EXTRAIT:
---*---

En 1972 dans Figures III (en particulier « Discours du récit ») Gérard Genette (1930) distingue « histoire » (le contenu narratif), « récit » (le signifiant ou le texte narratif) et « narration » (l’acte narratif producteur). Adoptant le vocabulaire de Todorov, il recense les catégories du récit suivant la grammaire du verbe (temps, mode, voix. En 1983, dans une relecture critique (Nouveau discours du récit), il reprend les résultats de son premier discours en vue de synthétiser et de mettre au point les recherches narratologiques antérieures.

Sous la catégorie du « temps », il étudie trois types de rapports :

1)     l’ordre narratif (le rapport entre succession chronologique des événements de l’histoire et leur disposition dans le récit) : il existe deux types d’anachronies narratives (à savoir modification de la coïncidence temporelle entre l’histoire et le récit)

---*---

CONSIGNE DONNÉE 1: Recopiez mot pour mot le passage de l'extrait sur la narratologie de Genette, en commençant par "En 1972 dans" et en allant jusqu'à "et le récit)".

(Éléments du jeu de données)
---*---

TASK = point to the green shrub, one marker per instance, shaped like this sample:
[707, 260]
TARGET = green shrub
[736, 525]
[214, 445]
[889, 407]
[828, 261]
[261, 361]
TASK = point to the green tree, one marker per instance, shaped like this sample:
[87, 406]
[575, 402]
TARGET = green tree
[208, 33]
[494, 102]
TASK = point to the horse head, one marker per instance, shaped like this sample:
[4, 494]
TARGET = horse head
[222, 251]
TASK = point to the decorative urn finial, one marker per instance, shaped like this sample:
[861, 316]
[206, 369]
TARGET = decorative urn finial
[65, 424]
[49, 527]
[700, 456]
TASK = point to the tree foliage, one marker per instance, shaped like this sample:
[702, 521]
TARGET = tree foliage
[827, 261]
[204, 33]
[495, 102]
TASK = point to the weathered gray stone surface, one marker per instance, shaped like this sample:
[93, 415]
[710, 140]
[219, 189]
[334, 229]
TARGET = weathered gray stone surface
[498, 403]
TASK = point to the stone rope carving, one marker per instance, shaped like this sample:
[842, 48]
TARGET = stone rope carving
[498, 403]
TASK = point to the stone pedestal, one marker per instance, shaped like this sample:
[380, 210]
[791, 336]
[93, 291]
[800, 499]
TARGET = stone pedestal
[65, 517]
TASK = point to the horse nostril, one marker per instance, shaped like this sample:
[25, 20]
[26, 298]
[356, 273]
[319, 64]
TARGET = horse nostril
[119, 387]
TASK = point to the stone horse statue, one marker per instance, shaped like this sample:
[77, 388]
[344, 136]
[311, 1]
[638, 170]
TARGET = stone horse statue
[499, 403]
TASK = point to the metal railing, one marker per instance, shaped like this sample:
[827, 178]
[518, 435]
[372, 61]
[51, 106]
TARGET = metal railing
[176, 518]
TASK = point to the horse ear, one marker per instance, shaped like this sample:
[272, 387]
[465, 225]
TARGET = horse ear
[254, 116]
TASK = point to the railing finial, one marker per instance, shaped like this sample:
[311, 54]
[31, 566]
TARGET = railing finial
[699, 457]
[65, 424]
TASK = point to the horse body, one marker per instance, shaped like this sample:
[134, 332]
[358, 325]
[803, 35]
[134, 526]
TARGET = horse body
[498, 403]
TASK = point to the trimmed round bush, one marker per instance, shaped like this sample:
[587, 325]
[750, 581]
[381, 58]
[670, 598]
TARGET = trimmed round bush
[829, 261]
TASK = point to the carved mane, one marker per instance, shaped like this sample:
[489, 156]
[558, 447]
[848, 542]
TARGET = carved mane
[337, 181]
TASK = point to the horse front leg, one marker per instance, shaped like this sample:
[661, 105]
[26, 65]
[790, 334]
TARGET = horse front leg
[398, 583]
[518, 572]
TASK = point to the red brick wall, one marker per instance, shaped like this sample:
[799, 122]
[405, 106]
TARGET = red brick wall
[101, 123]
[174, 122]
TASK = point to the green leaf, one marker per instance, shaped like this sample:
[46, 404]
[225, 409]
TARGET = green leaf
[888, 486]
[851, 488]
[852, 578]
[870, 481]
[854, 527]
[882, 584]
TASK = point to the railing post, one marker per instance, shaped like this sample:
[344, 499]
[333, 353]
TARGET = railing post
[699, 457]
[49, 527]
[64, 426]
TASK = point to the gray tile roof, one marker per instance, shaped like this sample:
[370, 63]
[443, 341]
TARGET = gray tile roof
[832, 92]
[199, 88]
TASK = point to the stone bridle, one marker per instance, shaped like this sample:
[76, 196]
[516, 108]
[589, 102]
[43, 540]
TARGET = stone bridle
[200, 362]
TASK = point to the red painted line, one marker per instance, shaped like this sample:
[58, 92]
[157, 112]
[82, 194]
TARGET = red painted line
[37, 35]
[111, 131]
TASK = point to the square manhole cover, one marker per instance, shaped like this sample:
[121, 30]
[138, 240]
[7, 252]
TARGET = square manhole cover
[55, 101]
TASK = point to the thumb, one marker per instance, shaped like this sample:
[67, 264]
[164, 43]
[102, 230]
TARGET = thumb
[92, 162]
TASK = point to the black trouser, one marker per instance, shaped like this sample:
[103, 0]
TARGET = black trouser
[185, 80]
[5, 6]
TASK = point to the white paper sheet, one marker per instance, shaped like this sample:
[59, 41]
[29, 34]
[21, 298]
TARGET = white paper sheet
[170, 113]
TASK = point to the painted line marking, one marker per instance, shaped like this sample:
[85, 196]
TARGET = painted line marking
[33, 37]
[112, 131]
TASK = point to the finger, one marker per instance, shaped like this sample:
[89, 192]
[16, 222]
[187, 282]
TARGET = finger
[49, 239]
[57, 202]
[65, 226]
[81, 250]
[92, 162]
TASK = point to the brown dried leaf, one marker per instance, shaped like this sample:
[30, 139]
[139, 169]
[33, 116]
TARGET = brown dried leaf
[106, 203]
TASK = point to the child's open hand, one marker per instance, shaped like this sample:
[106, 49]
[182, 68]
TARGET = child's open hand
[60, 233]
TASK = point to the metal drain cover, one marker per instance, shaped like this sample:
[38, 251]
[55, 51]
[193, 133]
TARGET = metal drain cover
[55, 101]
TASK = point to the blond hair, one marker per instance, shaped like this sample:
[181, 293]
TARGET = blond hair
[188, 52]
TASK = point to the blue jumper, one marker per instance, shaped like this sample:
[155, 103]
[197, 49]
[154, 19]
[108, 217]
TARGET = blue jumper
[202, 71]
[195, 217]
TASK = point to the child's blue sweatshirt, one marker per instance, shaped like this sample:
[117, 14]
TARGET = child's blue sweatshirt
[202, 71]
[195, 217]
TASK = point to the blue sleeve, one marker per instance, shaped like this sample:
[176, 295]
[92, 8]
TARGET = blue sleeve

---*---

CONSIGNE DONNÉE 2: Repérez et recopiez chaque ligne des enregistrements où figure le mot "finger", en tenant compte de la casse.

RÉSULTAT ATTENDU 1:
En 1972 dans Figures III (en particulier « Discours du récit ») Gérard Genette (1930) distingue « histoire » (le contenu narratif), « récit » (le signifiant ou le texte narratif) et « narration » (l’acte narratif producteur). Adoptant le vocabulaire de Todorov, il recense les catégories du récit suivant la grammaire du verbe (temps, mode, voix. En 1983, dans une relecture critique (Nouveau discours du récit), il reprend les résultats de son premier discours en vue de synthétiser et de mettre au point les recherches narratologiques antérieures.

Sous la catégorie du « temps », il étudie trois types de rapports :

1)     l’ordre narratif (le rapport entre succession chronologique des événements de l’histoire et leur disposition dans le récit) : il existe deux types d’anachronies narratives (à savoir modification de la coïncidence temporelle entre l’histoire et le récit)

RÉSULTAT ATTENDU 2:
TASK = point to the finger, one marker per instance, shaped like this sample:
TARGET = finger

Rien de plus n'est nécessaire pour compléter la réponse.